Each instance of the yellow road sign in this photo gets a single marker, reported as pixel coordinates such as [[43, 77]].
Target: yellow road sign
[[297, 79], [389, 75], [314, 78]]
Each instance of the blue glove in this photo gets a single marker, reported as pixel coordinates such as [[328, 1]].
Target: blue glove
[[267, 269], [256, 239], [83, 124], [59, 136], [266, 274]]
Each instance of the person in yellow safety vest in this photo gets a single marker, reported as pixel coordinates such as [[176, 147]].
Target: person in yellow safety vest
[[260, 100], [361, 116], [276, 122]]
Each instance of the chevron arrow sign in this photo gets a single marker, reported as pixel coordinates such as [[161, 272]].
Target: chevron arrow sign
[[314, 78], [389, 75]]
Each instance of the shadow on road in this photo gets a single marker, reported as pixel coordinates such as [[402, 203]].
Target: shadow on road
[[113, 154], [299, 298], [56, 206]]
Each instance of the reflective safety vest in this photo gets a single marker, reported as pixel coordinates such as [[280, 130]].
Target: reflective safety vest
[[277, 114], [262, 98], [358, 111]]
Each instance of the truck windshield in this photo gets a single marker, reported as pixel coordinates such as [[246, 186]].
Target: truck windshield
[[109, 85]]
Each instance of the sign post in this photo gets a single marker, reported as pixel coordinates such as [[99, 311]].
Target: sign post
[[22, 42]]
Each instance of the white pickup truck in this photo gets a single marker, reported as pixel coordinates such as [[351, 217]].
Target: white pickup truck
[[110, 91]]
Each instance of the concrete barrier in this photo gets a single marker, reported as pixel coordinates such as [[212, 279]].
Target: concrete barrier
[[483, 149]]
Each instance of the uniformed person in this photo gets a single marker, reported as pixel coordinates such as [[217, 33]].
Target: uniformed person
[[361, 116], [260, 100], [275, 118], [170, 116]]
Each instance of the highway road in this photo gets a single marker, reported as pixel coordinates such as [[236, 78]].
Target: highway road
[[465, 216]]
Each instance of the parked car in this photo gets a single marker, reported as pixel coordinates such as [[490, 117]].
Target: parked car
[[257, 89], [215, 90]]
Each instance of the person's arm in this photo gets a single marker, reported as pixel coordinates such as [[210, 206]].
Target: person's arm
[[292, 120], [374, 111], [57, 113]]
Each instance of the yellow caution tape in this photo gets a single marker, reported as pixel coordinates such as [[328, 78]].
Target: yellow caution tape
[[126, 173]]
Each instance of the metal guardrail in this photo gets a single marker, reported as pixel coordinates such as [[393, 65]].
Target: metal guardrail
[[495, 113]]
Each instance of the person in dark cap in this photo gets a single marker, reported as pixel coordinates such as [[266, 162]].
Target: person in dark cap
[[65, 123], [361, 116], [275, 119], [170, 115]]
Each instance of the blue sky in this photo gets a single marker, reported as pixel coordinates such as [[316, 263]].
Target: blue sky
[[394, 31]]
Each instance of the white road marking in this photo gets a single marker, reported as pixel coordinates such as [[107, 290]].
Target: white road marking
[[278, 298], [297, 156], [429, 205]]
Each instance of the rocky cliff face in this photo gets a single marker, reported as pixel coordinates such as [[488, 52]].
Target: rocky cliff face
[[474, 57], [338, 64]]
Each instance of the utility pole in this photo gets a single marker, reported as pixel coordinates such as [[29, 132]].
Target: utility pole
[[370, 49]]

════════════════

## What you need to do
Beginning with the very first line of the records above, please retype each line through the one that has "Each instance of the highway", and add nothing.

## Response below
Each instance of the yellow road sign in this photo gets a single marker, reported as pixel coordinates such as [[43, 77]].
Target: yellow road sign
[[297, 79], [389, 75], [314, 78]]
Each instance of the blue glove in this photo gets a single marker, reported as pixel coordinates such as [[328, 1]].
Target: blue glove
[[267, 269], [256, 239], [83, 124], [59, 136], [266, 274]]
Each instance of the person in yellow safety vest in this photo gets a single marker, reported as pixel coordinates such as [[176, 147]].
Target: person in yellow safety vest
[[260, 100], [361, 116], [276, 122]]
Each instance of the chevron arrow sign in this photo gets a single marker, reported as pixel coordinates such as [[161, 272]].
Target: chevron arrow sign
[[314, 78], [389, 75]]
Each instance of the shadow on road in this photo gets a single marker, reported as pixel coordinates such as [[402, 203]].
Target: shadow on road
[[113, 154], [299, 298], [56, 206]]
Each instance of the reflective safety vest in this photo gets a single marker, reported as pixel coordinates such as [[280, 130]].
Target: reflective safety vest
[[277, 114], [262, 98], [358, 111]]
Each instance of the truck windshield in this photo gets a single marker, reported as pixel coordinates such as [[246, 186]].
Target: truck windshield
[[109, 85]]
Each instance of the sign post in this photo gets a single marker, reported as pixel coordinates such as [[99, 311]].
Target: sign post
[[22, 42]]
Each instance of the white pickup truck in this photo gets a single marker, reported as pixel coordinates such as [[351, 217]].
Target: white pickup truck
[[110, 91]]
Each instance of the concrete barrier in this photo gets a single marker, reported as pixel coordinates such as [[212, 279]].
Target: concrete barrier
[[483, 149]]
Each instance of the uniformed person in this photo gets a single marker, reported as pixel coordinates such as [[217, 33]].
Target: uniformed person
[[361, 116], [260, 100], [275, 118], [170, 116]]
Each instance of the highway road in this photo gets a single marker, reported as pixel coordinates such as [[236, 78]].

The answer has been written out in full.